> _GIVEN TASK_
In the material below, count the lines that contain the string "dome", matching case exactly. Give only the number.

> _THE RECORDS_
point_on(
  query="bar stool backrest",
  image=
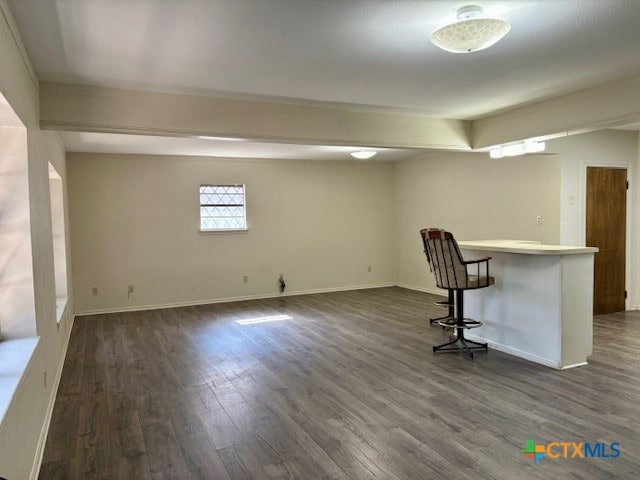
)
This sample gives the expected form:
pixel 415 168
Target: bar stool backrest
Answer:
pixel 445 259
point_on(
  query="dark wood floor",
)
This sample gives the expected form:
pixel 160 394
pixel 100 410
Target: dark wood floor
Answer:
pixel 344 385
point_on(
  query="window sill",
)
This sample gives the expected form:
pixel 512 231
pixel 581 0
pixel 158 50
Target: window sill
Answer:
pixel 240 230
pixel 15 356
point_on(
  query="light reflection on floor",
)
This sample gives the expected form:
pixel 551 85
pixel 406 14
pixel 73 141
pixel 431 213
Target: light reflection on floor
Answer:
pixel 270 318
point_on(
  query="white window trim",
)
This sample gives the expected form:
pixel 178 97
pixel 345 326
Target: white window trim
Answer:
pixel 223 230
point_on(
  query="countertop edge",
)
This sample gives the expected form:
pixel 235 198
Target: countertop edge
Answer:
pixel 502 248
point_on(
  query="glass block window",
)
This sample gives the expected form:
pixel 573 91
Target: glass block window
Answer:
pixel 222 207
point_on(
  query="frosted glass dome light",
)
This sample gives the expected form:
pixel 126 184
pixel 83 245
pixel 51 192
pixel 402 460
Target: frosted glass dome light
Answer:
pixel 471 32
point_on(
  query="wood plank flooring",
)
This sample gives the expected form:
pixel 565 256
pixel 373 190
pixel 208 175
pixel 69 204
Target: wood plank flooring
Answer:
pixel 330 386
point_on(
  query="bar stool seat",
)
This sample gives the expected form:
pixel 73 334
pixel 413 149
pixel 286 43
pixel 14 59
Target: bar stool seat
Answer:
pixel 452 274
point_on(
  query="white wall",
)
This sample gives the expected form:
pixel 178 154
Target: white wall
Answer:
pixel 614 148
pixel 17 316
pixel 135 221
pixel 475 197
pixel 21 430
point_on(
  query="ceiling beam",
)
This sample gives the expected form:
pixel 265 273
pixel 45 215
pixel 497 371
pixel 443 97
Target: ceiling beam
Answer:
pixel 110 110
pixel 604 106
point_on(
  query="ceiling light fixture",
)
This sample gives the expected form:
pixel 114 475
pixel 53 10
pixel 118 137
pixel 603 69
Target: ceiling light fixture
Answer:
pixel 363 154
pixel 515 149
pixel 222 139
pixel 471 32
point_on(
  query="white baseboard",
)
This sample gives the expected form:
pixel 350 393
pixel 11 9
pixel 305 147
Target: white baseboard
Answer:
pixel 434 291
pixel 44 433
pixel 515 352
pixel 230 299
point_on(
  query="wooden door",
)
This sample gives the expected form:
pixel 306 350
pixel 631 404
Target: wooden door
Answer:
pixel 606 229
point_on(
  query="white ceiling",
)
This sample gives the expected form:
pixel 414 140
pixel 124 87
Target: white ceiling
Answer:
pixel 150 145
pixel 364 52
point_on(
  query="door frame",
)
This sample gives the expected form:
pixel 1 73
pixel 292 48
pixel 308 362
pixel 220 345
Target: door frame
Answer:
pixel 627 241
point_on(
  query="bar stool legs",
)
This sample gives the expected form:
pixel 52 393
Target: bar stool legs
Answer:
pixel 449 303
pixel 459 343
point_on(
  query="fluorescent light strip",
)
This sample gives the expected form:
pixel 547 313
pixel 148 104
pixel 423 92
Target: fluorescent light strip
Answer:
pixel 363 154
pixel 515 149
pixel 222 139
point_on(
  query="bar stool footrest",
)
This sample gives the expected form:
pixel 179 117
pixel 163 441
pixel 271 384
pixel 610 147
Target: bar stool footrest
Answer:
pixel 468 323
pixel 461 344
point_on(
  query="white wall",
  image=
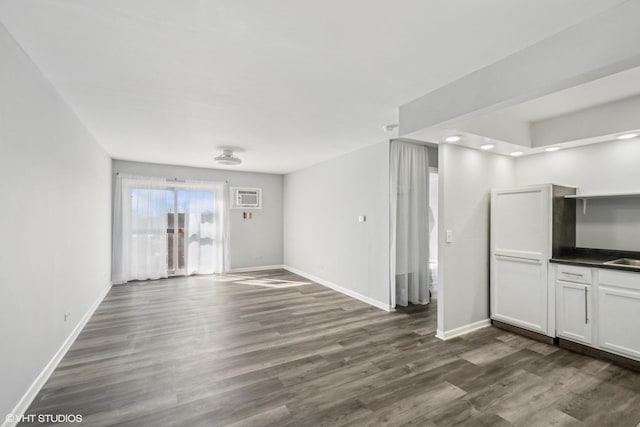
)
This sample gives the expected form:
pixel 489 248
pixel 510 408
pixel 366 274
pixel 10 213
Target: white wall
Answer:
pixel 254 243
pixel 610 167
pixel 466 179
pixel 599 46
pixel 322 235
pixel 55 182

---

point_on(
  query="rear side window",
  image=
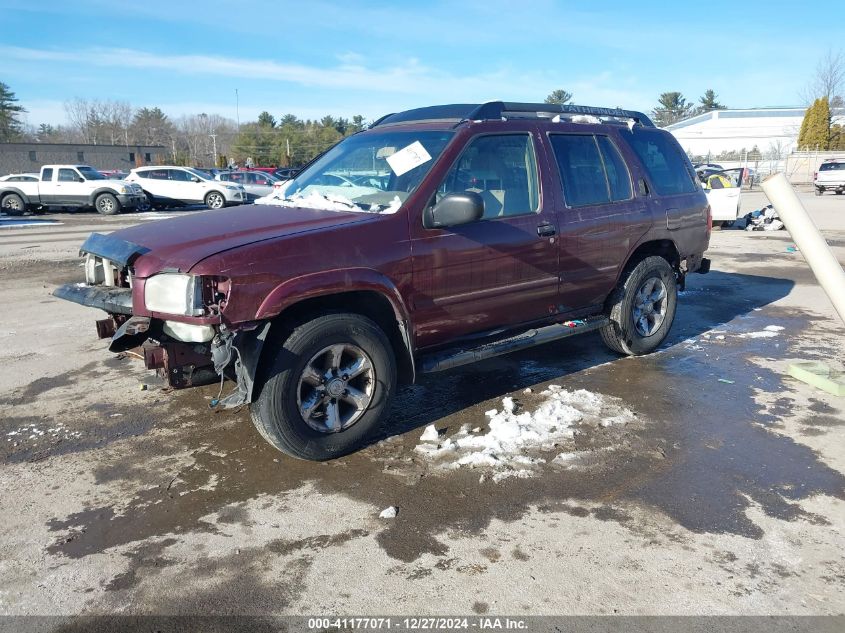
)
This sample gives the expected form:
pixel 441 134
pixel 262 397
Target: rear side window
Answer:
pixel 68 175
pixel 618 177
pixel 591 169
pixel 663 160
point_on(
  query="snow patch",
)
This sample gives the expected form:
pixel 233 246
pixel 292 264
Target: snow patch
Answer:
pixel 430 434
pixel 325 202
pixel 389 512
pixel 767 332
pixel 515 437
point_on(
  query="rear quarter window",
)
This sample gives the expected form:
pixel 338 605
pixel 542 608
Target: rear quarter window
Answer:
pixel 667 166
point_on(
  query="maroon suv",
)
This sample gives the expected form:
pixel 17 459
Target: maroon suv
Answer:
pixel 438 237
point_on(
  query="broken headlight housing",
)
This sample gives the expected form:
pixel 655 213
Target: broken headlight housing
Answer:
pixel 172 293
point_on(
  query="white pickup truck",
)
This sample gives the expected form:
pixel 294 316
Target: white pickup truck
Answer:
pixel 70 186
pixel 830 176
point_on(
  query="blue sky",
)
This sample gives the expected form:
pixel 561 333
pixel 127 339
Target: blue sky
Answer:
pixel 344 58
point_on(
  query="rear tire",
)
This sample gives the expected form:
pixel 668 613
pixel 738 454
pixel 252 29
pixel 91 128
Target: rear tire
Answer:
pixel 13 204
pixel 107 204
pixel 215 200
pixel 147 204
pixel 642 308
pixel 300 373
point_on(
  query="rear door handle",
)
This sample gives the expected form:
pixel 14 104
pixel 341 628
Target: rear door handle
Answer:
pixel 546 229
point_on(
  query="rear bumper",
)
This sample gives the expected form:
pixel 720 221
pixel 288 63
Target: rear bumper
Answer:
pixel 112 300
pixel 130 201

> _CORRECT OUTPUT_
2